Job: Please quote the material below word for word, starting with the line that contains "Task: tag the blurred" and going on through the end of the material.
>> BEGIN
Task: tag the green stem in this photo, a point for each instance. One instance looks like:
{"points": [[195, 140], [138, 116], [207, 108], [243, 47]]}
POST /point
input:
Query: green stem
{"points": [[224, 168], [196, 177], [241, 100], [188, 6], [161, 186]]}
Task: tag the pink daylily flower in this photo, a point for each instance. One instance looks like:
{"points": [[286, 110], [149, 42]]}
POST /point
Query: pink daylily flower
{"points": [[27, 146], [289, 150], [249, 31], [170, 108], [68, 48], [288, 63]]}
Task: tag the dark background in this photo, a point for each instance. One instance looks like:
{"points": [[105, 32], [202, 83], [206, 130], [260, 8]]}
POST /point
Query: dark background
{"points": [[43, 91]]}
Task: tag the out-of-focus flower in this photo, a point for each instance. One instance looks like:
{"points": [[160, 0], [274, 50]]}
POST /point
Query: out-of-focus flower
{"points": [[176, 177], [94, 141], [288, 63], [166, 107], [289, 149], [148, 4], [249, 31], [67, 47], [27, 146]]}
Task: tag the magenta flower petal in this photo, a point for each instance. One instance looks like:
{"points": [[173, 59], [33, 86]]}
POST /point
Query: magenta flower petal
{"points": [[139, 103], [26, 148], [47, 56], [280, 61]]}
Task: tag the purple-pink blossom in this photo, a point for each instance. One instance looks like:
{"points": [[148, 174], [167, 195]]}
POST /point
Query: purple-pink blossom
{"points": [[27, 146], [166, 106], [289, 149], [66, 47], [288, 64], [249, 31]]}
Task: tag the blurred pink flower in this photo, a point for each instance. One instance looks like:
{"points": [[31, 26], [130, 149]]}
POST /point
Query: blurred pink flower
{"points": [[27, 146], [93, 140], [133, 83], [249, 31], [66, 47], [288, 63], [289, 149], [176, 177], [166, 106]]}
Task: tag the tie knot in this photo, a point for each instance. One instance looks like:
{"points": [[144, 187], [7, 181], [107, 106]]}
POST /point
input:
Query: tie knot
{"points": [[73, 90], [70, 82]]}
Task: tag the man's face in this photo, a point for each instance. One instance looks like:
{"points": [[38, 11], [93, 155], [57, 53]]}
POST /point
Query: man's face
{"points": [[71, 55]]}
>> END
Solution for this problem:
Task: tag the blurred pink flower in this photo, a point for each instance. One instance looks like:
{"points": [[31, 26], [130, 149]]}
POST /point
Query: blurred pink flower
{"points": [[27, 146], [93, 140], [133, 83], [249, 31], [66, 47], [288, 63], [289, 149], [176, 177], [166, 106]]}
Task: tag the tie knot in this photo, a point for each instance. One instance looks like:
{"points": [[144, 187], [7, 181], [107, 106]]}
POST /point
input:
Query: tie knot
{"points": [[73, 90], [70, 82]]}
Task: tag the man's face in this photo, a point for each instance. One instance looks like:
{"points": [[38, 11], [93, 155], [57, 53]]}
POST /point
Query: man's face
{"points": [[71, 55]]}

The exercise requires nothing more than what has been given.